THE REQUEST:
Return, exactly, the line that contains "I need to find the on-screen element for the brown" together with all lines after it to the end of the entries, and no further lines.

TASK DATA:

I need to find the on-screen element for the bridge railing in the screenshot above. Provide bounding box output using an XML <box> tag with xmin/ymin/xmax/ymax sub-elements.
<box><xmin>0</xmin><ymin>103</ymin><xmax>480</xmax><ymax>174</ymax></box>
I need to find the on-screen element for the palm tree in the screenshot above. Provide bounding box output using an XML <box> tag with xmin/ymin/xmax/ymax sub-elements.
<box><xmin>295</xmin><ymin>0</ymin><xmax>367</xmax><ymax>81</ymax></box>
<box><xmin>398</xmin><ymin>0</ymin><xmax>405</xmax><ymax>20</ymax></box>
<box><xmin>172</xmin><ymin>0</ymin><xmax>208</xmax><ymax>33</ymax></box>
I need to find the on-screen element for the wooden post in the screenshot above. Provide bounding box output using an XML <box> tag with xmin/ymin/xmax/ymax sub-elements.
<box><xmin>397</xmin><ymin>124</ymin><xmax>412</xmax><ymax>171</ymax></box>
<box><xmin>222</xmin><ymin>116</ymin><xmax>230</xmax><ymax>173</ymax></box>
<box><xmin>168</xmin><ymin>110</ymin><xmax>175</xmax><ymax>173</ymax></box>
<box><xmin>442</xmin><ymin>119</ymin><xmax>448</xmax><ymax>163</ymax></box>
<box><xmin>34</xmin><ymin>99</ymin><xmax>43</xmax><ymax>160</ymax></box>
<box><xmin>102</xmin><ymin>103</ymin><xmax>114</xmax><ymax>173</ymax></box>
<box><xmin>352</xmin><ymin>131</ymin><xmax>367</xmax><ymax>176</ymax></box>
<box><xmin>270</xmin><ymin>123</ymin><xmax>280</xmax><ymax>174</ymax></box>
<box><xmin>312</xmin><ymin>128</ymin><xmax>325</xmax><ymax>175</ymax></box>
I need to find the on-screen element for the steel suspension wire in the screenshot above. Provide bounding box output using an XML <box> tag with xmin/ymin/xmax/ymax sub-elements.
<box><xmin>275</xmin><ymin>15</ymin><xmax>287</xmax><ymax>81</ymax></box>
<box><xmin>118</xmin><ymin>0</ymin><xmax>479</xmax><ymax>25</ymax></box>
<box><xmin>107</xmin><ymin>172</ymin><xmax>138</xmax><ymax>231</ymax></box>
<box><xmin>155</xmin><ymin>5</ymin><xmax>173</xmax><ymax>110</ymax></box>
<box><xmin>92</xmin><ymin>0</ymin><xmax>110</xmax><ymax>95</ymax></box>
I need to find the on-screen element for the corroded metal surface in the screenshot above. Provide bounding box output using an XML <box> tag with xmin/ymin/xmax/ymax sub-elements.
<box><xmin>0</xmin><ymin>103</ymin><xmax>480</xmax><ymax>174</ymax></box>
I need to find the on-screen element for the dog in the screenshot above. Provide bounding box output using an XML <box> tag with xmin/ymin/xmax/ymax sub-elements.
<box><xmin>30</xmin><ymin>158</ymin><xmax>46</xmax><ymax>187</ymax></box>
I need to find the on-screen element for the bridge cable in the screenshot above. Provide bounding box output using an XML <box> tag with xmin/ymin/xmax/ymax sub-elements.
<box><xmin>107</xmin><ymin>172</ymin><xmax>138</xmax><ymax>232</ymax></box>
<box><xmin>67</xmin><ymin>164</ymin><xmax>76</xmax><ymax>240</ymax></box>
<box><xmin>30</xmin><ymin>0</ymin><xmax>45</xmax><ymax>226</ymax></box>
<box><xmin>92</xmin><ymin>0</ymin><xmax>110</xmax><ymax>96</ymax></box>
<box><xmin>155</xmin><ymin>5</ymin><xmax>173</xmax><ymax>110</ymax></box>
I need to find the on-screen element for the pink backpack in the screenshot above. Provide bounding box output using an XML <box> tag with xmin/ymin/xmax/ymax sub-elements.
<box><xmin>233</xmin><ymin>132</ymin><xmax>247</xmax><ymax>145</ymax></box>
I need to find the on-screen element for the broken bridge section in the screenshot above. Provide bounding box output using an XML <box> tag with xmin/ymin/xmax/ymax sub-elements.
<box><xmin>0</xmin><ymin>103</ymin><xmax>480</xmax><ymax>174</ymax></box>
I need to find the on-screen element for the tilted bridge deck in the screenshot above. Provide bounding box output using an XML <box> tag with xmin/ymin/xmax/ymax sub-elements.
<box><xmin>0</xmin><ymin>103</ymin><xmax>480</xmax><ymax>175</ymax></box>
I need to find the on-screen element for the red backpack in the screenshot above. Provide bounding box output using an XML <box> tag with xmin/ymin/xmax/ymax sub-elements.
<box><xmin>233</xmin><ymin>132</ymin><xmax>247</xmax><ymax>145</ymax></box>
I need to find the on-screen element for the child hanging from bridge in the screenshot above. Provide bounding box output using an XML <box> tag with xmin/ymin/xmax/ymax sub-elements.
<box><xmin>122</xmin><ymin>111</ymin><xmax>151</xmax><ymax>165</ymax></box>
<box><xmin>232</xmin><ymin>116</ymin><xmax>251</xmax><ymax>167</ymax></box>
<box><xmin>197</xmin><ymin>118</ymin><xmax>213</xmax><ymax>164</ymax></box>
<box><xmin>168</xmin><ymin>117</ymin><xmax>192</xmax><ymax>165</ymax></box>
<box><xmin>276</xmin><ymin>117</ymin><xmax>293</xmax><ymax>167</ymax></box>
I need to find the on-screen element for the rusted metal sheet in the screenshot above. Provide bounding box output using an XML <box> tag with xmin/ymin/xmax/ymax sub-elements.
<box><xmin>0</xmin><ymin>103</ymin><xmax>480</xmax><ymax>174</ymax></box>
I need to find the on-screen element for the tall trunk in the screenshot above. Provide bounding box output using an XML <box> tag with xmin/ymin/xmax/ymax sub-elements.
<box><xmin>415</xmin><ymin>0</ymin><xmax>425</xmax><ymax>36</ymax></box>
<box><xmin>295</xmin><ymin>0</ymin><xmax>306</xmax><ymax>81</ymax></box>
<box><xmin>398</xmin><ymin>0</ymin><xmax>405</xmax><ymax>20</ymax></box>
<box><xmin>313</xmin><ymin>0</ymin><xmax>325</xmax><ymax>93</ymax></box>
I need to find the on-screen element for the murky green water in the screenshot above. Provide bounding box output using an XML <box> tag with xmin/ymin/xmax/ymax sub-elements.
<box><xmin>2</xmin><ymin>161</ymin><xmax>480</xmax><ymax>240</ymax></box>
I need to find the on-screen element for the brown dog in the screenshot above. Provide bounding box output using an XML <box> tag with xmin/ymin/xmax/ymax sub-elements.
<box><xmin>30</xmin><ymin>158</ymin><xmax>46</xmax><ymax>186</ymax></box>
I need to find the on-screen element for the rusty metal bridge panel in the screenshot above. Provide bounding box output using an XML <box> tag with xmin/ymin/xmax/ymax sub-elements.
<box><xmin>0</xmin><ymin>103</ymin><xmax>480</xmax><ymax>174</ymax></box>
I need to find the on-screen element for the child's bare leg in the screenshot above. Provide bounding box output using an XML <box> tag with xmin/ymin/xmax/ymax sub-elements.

COMPLETE ANSWER:
I need to find the on-screen element for the brown dog in the screenshot above. Provide bounding box output using an XML <box> tag with xmin/ymin/xmax/ymax sub-elements.
<box><xmin>30</xmin><ymin>158</ymin><xmax>46</xmax><ymax>186</ymax></box>
I need to find the on-screen element for the rusty metal bridge panel in the screenshot above. Provide bounding box output using an XML <box> tag with xmin/ymin/xmax/ymax sub-elements.
<box><xmin>0</xmin><ymin>103</ymin><xmax>480</xmax><ymax>174</ymax></box>
I need to find the on-screen element for the child's bare leg in the screenshot above. Provide bounding box output using an XML <box> tag with xmin/ymin/xmax/ymax sub-elements.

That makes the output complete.